**TASK REQUIREMENTS**
Rewrite the part of the Qiu lab workflow that opens with the words containing "Biological motivations" and closes with "progression, treatment mechanism.", substituting "cell-to-cell variability" for every occurrence of "cellular heterogeneity".

**SOURCE EXTRACT**
Workflow Qiu lab

Biological motivations

In our group, we are interested in developing computational methods for analysis and visualization of single-cell data, generated by flow cytometry, CyTOF and sequencing. We only recently started to look at image-based single-cell data. The general biological problem is to understand cellular heterogeneity underlying single-cell data, and correlate the cellular heterogeneity with overall phenotypic features such as disease progression, treatment mechanism.

Image analysis and feature extraction

We do not have experience in dealing with images. We have been relying on our collaborators to perform image segmentation and feature extraction. We look at cell*feature data matrices derived by CellProfiler and ImageStream software.

Select features / reduce dimensionality

Features from image-based data can be highly correlated. We typically perform agglomerative hierarchical clustering to cluster features into groups containing highly correlated features. After that, an average feature is created from each group, so that highly correlated/redundant features are collapsed.

**STORED DATA**

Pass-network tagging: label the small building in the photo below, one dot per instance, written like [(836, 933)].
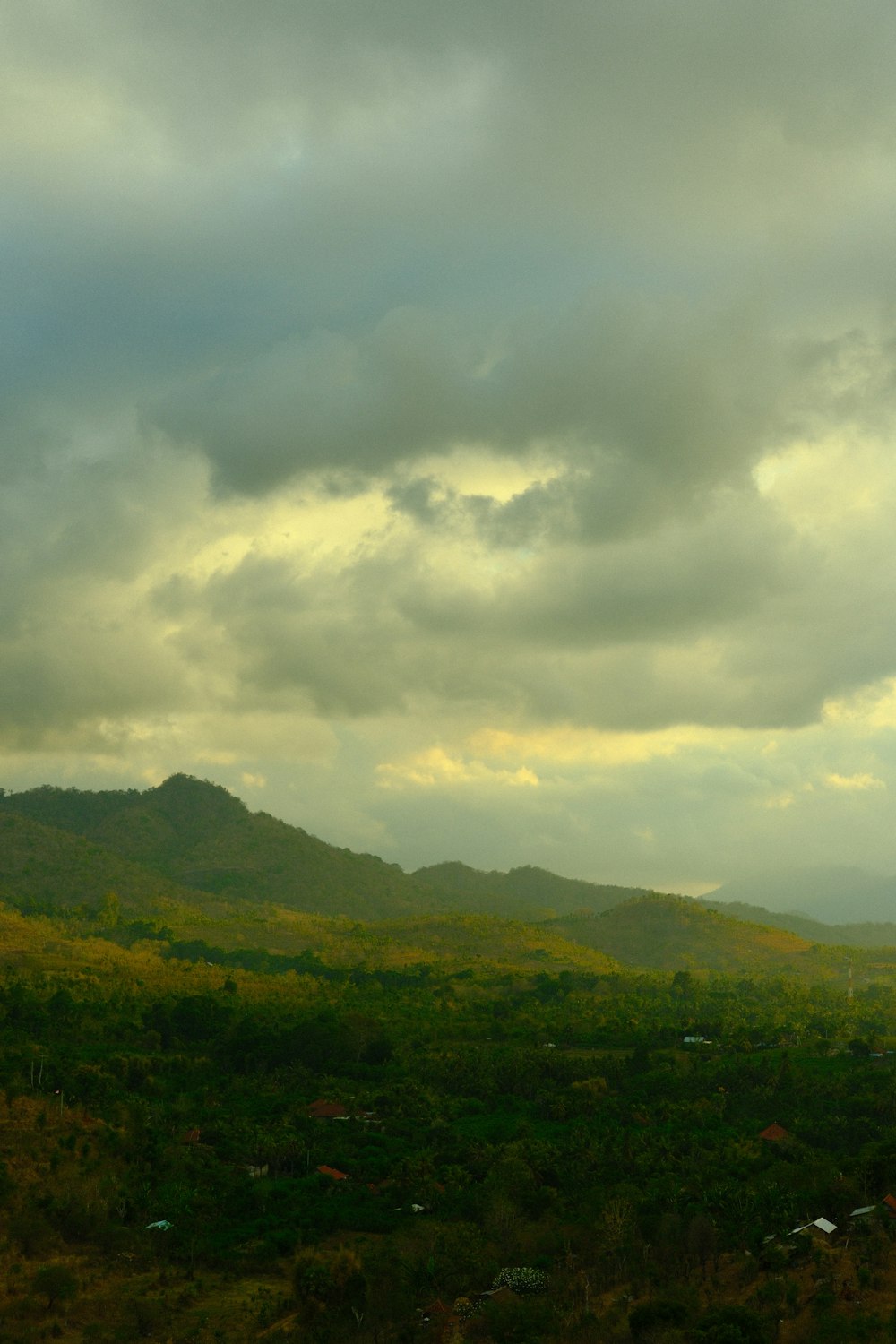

**RESPONSE FOR THIS EXERCISE**
Biological motivations

In our group, we are interested in developing computational methods for analysis and visualization of single-cell data, generated by flow cytometry, CyTOF and sequencing. We only recently started to look at image-based single-cell data. The general biological problem is to understand cell-to-cell variability underlying single-cell data, and correlate the cell-to-cell variability with overall phenotypic features such as disease progression, treatment mechanism.